▸ YOUR INSTRUCTIONS
Copy out the stretch of the data from the line containing "white wall, and" through the final line of the data, both ends included, without changing any character.

Start of THE DATA

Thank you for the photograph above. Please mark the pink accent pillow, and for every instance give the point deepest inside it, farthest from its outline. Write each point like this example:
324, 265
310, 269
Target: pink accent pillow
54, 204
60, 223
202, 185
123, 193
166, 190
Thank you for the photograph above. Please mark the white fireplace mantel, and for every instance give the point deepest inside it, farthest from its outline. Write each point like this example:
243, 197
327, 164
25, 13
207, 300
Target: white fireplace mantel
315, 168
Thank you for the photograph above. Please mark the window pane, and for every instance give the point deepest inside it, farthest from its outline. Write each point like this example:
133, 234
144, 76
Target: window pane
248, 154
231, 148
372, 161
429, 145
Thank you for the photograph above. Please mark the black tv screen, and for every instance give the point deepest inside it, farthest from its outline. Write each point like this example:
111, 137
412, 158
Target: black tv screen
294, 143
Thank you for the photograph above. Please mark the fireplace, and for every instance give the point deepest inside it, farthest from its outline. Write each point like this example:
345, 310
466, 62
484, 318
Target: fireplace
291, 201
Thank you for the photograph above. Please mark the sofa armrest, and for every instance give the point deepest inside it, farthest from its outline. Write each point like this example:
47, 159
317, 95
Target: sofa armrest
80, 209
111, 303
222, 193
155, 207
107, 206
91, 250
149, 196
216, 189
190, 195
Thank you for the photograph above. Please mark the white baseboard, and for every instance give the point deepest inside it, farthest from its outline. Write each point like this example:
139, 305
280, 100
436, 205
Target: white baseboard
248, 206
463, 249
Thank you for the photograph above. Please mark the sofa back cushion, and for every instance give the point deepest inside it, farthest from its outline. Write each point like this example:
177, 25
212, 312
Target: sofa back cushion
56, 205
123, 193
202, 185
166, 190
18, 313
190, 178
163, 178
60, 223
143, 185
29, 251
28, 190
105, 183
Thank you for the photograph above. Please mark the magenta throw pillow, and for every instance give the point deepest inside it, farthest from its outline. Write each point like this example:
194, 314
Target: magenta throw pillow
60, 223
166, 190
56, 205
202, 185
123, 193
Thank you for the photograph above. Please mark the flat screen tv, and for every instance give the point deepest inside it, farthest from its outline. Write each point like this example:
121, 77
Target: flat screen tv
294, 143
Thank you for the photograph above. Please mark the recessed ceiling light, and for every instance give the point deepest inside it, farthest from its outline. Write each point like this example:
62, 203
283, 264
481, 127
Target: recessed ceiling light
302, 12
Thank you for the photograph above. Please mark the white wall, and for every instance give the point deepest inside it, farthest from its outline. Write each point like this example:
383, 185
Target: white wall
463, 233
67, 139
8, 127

End of THE DATA

▸ ANSWER TO THE EXERCISE
Thank you for the photograph above. Please mark the white wall, and for every instance give the point deepest inside it, farthest from its outline. Write each point like this example:
383, 185
Target: white wall
463, 233
67, 139
8, 127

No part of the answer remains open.